Provided text:

#### Variables coded in this notebook: 18, 1373, 8345 et seq, 8780 et seq

NB: Here, multiple tags should be allowed, so we need long-form DataFrames.

##### Maybe work out satisfiers, dissatisfiers and excitement factors (or what were they called?) as RE research relevance requirements?

In [2]:
import os, pandas as pd, re

In [3]:
exportdate = 20180327
projectname = 'repract'

In [4]:
df = pd.read_csv(f'../../data/{exportdate}{projectname}.csv')
df.head(2)

Unnamed: 0,lfdn,external_lfdn,tester,dispcode,lastpage,quality,duration,v_7039,v_7040,v_7041,...,output_mode,javascript,flash,session_id,language,cleaned,ats,datetime,date_of_last_access,date_of_first_mail
0,106,0,no tester,Completed after break (32),2138658,NotShown,-1,NotShown,NotShown,0,...,HTML,NotShown,NotShown,3bb21c1b318e2f6b87557566bdd6b4d9,English,Not cleaned,1515411510,2018-01-08 11:38:30,2018-01-08 13:07:14,0000-00-00 00:00:00
1,131,0,no tester,Completed (31),2138658,NotShown,3805,NotShown,NotShown,NotShown,...,HTML,NotShown,NotShown,fc38f6556787a459c2cc604abf799448,English,Not cleaned,1515667019,2018-01-11 10:36:59,2018-01-11 11:40:24,0000-00-00 00:00:00


In [5]:
basedir = '../../data/freetext'
freetextfiles = os.listdir(basedir)
dfs = {file[:-4]:pd.read_csv(f'{basedir}/{file}') for file in freetextfiles}

In [6]:
dfs.keys()

dict_keys(['.DS_S', 'v_11', 'v_1373', 'v_16', 'v_18', 'v_19', 'v_6', 'v_8345etseq', 'v_8780etseq'])

Records provided:
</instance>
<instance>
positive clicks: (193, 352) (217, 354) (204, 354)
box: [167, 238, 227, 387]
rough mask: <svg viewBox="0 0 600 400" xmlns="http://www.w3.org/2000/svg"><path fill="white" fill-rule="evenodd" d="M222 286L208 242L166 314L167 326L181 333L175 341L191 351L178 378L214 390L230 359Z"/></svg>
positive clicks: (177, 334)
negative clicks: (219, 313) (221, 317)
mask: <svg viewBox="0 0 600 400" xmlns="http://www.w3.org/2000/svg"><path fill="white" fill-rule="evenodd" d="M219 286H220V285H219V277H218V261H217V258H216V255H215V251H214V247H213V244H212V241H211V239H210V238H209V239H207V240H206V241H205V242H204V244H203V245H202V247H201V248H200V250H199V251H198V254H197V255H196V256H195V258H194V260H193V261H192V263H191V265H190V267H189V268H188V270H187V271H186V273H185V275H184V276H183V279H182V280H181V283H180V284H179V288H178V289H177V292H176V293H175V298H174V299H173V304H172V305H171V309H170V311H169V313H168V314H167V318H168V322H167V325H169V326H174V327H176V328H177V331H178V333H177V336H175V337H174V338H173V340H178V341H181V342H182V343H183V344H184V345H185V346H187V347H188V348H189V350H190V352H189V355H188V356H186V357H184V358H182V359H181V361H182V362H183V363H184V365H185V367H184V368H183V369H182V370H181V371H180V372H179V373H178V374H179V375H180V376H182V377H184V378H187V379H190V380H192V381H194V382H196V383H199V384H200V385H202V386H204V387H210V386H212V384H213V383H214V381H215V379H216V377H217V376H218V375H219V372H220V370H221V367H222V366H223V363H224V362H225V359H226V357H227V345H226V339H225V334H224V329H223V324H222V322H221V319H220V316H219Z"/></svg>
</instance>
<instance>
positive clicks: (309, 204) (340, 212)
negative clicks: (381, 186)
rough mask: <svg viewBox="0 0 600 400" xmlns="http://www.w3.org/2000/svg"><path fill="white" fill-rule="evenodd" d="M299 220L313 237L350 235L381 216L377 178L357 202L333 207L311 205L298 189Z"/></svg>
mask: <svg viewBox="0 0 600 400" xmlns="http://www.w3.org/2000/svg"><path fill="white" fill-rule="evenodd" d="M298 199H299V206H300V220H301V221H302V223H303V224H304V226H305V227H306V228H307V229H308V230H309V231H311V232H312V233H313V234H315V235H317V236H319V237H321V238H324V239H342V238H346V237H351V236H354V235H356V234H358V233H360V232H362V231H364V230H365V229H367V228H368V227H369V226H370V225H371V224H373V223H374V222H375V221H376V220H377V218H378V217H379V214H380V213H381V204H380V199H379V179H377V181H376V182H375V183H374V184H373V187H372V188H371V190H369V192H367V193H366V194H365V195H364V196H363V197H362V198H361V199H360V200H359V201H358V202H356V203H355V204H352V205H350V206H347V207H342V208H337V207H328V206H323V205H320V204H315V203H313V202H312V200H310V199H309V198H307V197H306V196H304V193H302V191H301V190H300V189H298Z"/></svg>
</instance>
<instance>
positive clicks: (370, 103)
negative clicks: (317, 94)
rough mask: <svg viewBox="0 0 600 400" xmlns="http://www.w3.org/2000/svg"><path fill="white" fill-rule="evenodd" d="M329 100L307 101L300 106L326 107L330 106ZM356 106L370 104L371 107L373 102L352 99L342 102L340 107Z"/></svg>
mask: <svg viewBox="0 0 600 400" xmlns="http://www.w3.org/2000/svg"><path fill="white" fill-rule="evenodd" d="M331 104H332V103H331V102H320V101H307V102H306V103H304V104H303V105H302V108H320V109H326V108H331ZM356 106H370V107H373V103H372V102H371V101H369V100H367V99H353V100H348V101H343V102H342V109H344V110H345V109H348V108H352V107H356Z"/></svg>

Work to complete:
a - Which lines of the listing contain the string "rough"? Copy each of them in full.
b - Could you proceed with the survey-coding notebook, writing what comes after its final line?
The notebook text and the listing come from separate, unrelated sources.

Answers by task:
a -
rough mask: <svg viewBox="0 0 600 400" xmlns="http://www.w3.org/2000/svg"><path fill="white" fill-rule="evenodd" d="M222 286L208 242L166 314L167 326L181 333L175 341L191 351L178 378L214 390L230 359Z"/></svg>
rough mask: <svg viewBox="0 0 600 400" xmlns="http://www.w3.org/2000/svg"><path fill="white" fill-rule="evenodd" d="M299 220L313 237L350 235L381 216L377 178L357 202L333 207L311 205L298 189Z"/></svg>
rough mask: <svg viewBox="0 0 600 400" xmlns="http://www.w3.org/2000/svg"><path fill="white" fill-rule="evenodd" d="M329 100L307 101L300 106L326 107L330 106ZM356 106L370 104L371 107L373 102L352 99L342 102L340 107Z"/></svg>

b -
In [112]:
codedir = '../../analysis/freetext'
def write_coded(df, varname, prelim=False):
    filepath = f'{codedir}/{varname}_coded{"_prelim" if prelim else ""}.csv'
    df.to_csv(filepath, index=False)
    print(f'File stored at {filepath}.')

General Procedure:
- Refine Regex to the point where further refinement would lead to drastical overfitting
- Assign Reasoning Tags via Automation
- Find Answers with no Tags and Assign Manually
- Verify all tags

In [501]:
def assign_reasoning_tags(df, regexes):
    newdf = pd.DataFrame(columns=list(df.columns.values) + ['Tag'])
    for k,v in regexes.items():
        matches = pd.DataFrame([list(row[1])+[k] for row in df.iterrows() if re.search(v, row[1][-1])], 
                               columns=list(df.columns.values) + ['Tag'])
        newdf = newdf.append(matches)
    newdf = newdf.append(pd.DataFrame([list(row[1])+['NotAnswered'] for row in df.iterrows() if len(row[1][-1]) < 5], 
                               columns=list(df.columns.values) + ['Tag']))
    newdf = newdf.sort_values(['PaperID', 'lfdn'])
    newdf = newdf.append(pd.DataFrame([list(row[1])+[''] for row in df.iterrows() 
                                       if (row[1][0],row[1][1]) not in list(zip(newdf.PaperID.values, newdf.lfdn.values))], 
                               columns=list(df.columns.values) + ['Tag']))
    return newdf

In [537]:
def get_unmatched(df):
    return df[df.Tag == ''][['PaperID', 'lfdn', 'reasoning']]

In [11]:
# helper
def minitest(df, regex):
    x = 0
    for idx, r in enumerate(df):
        if (re.search(
            regex,r)
            ):
            print(idx, r)
            x +=1 
    return x

#### Positive Reasoning

Positive Reasoning Categories:
- Practical Problem (Relevance) / Characteristics of the Problem
- Sensible Solution (Plausibility) / Characteristics of the Solution
- Astute Approach (Originality) / Characteristics of the Solution (more generic than Plausibility)
- NotAnswered (String with no true content)

With Reference to:
- experience (explicit reference to personal experience)
- opinion    (explicit reference to personal judgment)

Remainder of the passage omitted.